***** Page extract
Wednesday, December 15, 2010

Saving (Civilization) for Our Retirement

A note before I really dig in:  It bugs me a little when people speak about saving the Earth, thus I refer to saving civilization rather than saving the Earth in the title of this week's post.  It strikes me as exceedingly unlikely that we'll do away with the Earth through our actions, or even life on Earth.  It's not Earth that needs saving.  It's about us, and the things we depend upon.  We're dependent upon nature and the services she provides, so we should be protective of nature for that reason (and, of course, because it's pretty jerky to destroy stuff).

My title still isn't quite on the mark.  I expect some semblance of civilization will live on.  I thought about  "Saving the Environment," but here too, the environment will still exist, but it might be less able to provide the services we rely on it for, like clean air, clean water, and sufficient food.  It's really about:

Saving a Reasonable Quality of Life for Our Retirement
Not quite as catchy, is it?
**********
» **Exercise requirements**:
(1) Copy the post about saving civilization word for word, starting at the words that contain "My title still" and stopping after "catchy, is it?".
(2) Go on with the post about saving civilization from its last line.
***** Information provided
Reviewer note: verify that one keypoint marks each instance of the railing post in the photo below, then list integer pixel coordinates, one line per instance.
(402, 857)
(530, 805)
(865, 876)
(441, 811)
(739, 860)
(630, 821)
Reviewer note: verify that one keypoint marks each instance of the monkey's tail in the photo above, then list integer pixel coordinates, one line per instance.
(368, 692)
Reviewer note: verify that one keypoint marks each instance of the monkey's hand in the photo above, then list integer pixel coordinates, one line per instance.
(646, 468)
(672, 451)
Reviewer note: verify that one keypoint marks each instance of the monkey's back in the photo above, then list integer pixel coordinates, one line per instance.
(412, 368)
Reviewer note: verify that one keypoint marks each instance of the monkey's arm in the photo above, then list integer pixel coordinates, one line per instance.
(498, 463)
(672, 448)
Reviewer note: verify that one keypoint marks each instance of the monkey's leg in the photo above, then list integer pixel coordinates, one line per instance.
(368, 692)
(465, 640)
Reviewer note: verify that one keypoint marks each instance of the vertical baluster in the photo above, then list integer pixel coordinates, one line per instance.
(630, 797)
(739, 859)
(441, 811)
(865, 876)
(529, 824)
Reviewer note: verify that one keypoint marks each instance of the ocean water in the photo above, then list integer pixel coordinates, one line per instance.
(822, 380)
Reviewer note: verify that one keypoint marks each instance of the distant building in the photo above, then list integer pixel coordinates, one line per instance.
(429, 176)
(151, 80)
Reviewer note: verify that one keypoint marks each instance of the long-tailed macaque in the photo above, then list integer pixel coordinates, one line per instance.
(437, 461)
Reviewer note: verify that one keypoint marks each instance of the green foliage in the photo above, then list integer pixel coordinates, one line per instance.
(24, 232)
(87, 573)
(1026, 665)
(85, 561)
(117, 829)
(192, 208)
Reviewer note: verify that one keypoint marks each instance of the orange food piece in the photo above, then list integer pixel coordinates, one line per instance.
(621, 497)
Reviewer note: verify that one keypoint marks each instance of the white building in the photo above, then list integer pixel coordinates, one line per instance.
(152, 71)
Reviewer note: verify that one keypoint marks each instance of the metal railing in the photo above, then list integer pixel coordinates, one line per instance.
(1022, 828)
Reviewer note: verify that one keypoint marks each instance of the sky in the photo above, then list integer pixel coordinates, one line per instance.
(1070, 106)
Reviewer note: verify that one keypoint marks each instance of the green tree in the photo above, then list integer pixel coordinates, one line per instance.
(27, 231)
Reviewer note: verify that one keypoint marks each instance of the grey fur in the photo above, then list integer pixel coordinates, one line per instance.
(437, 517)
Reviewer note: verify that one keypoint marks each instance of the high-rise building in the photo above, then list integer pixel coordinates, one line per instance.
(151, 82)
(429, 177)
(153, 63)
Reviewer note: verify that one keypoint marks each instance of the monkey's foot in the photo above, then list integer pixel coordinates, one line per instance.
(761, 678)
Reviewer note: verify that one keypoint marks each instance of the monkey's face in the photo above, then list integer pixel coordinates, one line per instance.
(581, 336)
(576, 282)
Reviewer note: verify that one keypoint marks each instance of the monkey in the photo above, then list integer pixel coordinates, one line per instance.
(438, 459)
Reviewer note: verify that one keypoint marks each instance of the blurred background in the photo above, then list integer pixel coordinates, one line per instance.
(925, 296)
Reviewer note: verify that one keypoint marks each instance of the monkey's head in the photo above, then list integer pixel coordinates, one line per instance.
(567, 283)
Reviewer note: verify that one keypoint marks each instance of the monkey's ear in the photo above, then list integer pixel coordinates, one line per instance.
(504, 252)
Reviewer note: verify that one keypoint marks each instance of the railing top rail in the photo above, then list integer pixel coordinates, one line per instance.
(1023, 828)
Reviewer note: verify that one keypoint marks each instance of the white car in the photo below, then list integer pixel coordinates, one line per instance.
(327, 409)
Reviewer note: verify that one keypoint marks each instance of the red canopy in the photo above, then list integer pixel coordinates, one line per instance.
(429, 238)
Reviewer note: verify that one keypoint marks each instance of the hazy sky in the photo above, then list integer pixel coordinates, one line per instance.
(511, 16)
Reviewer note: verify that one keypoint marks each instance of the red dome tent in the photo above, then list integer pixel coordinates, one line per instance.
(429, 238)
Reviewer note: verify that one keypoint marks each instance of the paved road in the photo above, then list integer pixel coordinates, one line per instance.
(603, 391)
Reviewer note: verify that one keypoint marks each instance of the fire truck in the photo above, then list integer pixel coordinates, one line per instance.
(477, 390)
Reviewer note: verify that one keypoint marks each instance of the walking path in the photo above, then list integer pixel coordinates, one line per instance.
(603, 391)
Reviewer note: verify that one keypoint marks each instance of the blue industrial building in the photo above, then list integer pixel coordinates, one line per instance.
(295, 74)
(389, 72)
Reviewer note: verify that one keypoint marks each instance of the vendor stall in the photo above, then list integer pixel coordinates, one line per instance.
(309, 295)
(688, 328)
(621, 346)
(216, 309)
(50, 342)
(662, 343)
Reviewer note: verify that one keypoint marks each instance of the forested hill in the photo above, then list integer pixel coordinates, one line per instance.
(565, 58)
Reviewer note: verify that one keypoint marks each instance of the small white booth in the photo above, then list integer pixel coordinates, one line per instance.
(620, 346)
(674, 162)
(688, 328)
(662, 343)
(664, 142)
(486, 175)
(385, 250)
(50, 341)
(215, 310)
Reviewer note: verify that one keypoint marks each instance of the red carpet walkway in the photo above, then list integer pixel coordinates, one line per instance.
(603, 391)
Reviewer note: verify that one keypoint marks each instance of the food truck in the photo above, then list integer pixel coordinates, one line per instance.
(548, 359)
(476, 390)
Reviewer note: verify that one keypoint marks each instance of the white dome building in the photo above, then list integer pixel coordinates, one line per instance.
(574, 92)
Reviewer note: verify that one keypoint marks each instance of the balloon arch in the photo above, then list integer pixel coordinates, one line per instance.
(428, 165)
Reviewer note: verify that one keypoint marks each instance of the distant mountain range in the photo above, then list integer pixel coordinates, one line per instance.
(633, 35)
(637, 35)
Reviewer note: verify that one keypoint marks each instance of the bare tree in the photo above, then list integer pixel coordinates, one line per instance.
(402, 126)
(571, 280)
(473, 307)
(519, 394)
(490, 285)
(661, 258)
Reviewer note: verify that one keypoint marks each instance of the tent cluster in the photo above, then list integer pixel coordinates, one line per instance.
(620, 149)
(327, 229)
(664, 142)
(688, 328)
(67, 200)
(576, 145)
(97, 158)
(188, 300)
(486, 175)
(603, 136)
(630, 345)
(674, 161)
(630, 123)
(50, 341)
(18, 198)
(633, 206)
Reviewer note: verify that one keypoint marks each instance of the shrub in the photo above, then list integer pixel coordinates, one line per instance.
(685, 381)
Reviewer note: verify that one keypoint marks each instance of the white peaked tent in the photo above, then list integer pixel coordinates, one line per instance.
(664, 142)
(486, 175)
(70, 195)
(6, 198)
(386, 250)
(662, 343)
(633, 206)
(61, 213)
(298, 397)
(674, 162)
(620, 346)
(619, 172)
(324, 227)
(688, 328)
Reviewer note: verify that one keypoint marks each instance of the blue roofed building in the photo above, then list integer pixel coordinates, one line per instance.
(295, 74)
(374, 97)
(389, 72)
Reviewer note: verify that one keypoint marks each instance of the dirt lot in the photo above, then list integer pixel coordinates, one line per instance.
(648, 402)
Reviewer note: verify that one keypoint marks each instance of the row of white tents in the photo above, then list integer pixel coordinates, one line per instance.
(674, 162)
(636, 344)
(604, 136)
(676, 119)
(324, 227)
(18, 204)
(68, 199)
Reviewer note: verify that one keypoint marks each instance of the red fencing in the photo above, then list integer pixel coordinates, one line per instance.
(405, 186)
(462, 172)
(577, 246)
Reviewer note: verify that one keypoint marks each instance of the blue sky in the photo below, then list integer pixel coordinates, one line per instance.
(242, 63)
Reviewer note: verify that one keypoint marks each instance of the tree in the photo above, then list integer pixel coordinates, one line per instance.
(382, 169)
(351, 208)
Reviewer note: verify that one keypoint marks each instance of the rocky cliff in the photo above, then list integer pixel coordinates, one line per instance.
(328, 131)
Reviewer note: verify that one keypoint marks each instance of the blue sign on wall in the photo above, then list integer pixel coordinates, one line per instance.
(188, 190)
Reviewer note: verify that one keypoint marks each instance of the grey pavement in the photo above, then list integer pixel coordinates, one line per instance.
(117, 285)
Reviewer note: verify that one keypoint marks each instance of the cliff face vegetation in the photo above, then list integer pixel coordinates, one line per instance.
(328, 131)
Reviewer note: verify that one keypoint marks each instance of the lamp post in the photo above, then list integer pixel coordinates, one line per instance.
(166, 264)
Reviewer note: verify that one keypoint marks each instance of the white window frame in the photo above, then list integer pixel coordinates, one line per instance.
**********
» **Answers to the problems**:
(1)
My title still isn't quite on the mark.  I expect some semblance of civilization will live on.  I thought about  "Saving the Environment," but here too, the environment will still exist, but it might be less able to provide the services we rely on it for, like clean air, clean water, and sufficient food.  It's really about:

Saving a Reasonable Quality of Life for Our Retirement
Not quite as catchy, is it?

(2)
Now, on with the main attraction:
Yesterday I read The Importance of Risk Perception for Effective Climate Change Communication, a blog post on by David Ropeik.  (I cited a different Ropeik blog post in my post a couple of weeks ago).  Ropeik is an expert on risk assessment, and here he's talking about what his title implies, as one might expect.  Quoting at some length from his post:
The ho hummers: A majority (albeit fluctuating) believes climate change is real, but when you ask those people how much they’re willing to spend, or do, about it, broad support turns thin. Why?
  • We worry less about risks that we don’t think can really happen to us. Can you name one way that climate change will seriously negatively impact you in the next 10 years? Most people, even ardent believers, can’t.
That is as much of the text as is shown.